Repeat the records below verbatim.

Segment Start: Material provided

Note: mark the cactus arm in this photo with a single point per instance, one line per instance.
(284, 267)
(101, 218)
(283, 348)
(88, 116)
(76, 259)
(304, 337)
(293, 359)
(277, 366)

Segment End: Material provided

● **Finished exercise**:
Note: mark the cactus arm in this photo with a single point per instance, one line per instance.
(284, 267)
(101, 218)
(283, 348)
(88, 116)
(76, 259)
(304, 337)
(293, 359)
(277, 366)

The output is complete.